** EXCERPTED TEXT **
####

Medical device manufacturers can overcome challenges of EU regulations
Four years of political negotiations are expected to reach a conclusion in the coming months as the European Council finalises its position on reforming legislation surrounding medical devices. For the NHS and other medical institutions, the impact is likely to be significant due to the introduction of second-level checks. This extra layer of quality control will extend the time it takes for potentially life-saving devices to reach patients.
According to Martyn Gill, Managing Director for EMEA at InfinityQS International, it has never been more critical for medical device manufacturers to have an effective quality system to adhere to these new standards. In line with the Council's proposals, software, physical instruments, apparatuses, appliances, and implants would all qualify as medical devices and fall subject to new safety and performance requirements. Gill suggests that these universal standards, more stringent than many of the current standards in place with individual EU countries, will force many manufacturers to adapt to higher standard of quality control.
“The most important feature of the new legislation for manufacturers is the introduction of the new expert group (the Medical Device Coordination Group), which will have the power to review and comment on medical devices before they are put on the market. Every component of a device will be checked, requiring increased visibility across the entire enterprise and supply chain.”
Gill continued: “Medical device manufacturers will have to register themselves, and the devices they place on the EU market, in a central database and fit their products with a unique device identifier to ensure traceability. This new, post-market surveillance system holds manufacturers responsible for ensuring the quality, performance, and safety of all of their devices. Beyond this approval process, the new regulations create complications for medical organisations’ preferred supplier agreements. In the event that suppliers are unable to reach the level of quality/consistency that the new body demands, medical organisations will be forced to cancel these preferential arrangements and look elsewhere for their components.

####

** DATASET EXTRACT **
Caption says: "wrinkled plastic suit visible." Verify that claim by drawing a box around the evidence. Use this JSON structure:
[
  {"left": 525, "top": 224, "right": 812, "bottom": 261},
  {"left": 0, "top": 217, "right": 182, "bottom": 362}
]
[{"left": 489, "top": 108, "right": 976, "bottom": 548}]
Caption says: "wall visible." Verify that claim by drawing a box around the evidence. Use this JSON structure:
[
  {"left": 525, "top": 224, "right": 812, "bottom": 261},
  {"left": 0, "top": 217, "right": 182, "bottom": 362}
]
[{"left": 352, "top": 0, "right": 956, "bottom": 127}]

####

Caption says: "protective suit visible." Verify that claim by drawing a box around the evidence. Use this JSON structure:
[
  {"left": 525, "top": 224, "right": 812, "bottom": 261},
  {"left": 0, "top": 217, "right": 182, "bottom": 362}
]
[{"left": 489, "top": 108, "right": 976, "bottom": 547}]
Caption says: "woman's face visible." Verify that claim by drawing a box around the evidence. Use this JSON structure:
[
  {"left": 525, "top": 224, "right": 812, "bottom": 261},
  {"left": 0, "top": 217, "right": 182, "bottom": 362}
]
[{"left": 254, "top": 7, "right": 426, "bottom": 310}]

####

** WHAT THIS EXERCISE ASKS **
• 1. Please reproduce the passage of the article on EU medical device regulations from "Medical device manufacturers can" up to and including "to reach patients.".
• 2. Translate this sentence from the article on EU medical device regulations into Spanish: "This extra layer of quality control will extend the time it takes for potentially life-saving devices to reach patients."
• 3. Write the next part of the article on EU medical device regulations, picking up after its final sentence.

** ANSWERS TO THIS EXERCISE **
• 1.
Medical device manufacturers can overcome challenges of EU regulations
Four years of political negotiations are expected to reach a conclusion in the coming months as the European Council finalises its position on reforming legislation surrounding medical devices. For the NHS and other medical institutions, the impact is likely to be significant due to the introduction of second-level checks. This extra layer of quality control will extend the time it takes for potentially life-saving devices to reach patients.

• 2. Esta capa adicional de control de calidad prolongará el tiempo que tardan en llegar a los pacientes unos dispositivos que pueden salvar vidas.

• 3.
“Fortunately, the new regulations would go into effect three years after the entry into force, so manufacturers have time to prepare. The best approach is to implement a more effective quality management system, which can, among other things, track exactly where errors occur so they can be resolved quickly. In addition, the new standardised regulations will require quality across the supply chain to be monitored. By using a centralised quality control system, medical device manufacturers can attain full visibility across all production facilities and into supplier operations. This prevents situations in which errors in one plant cause an entire line of devices to be subject to review.”
Gill concluded: “Though the adoption of the new standards will likely be arduous, medical device manufacturers can address and overcome the challenges that arise with the right technology and processes. End-to-end visibility of the product lifecycle will be the key to confidently complying with the new requirements.”